- WHAT THIS TASK INVOLVES:
Repeat the data that follows, word for word, without the images.

<<<<

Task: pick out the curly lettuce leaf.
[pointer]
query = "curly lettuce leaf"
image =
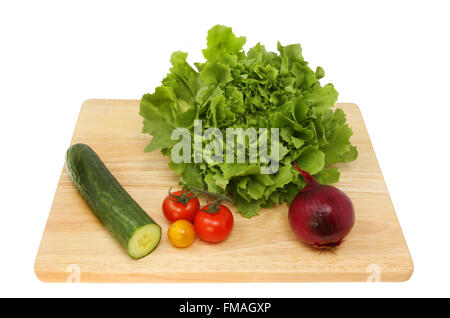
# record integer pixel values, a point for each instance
(253, 89)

>>>>

- WRITTEN RESPONSE:
Task: pick out the curly lettuce leaf.
[pointer]
query = "curly lettuce leaf"
image =
# record integer pixel values, a point for each instance
(253, 89)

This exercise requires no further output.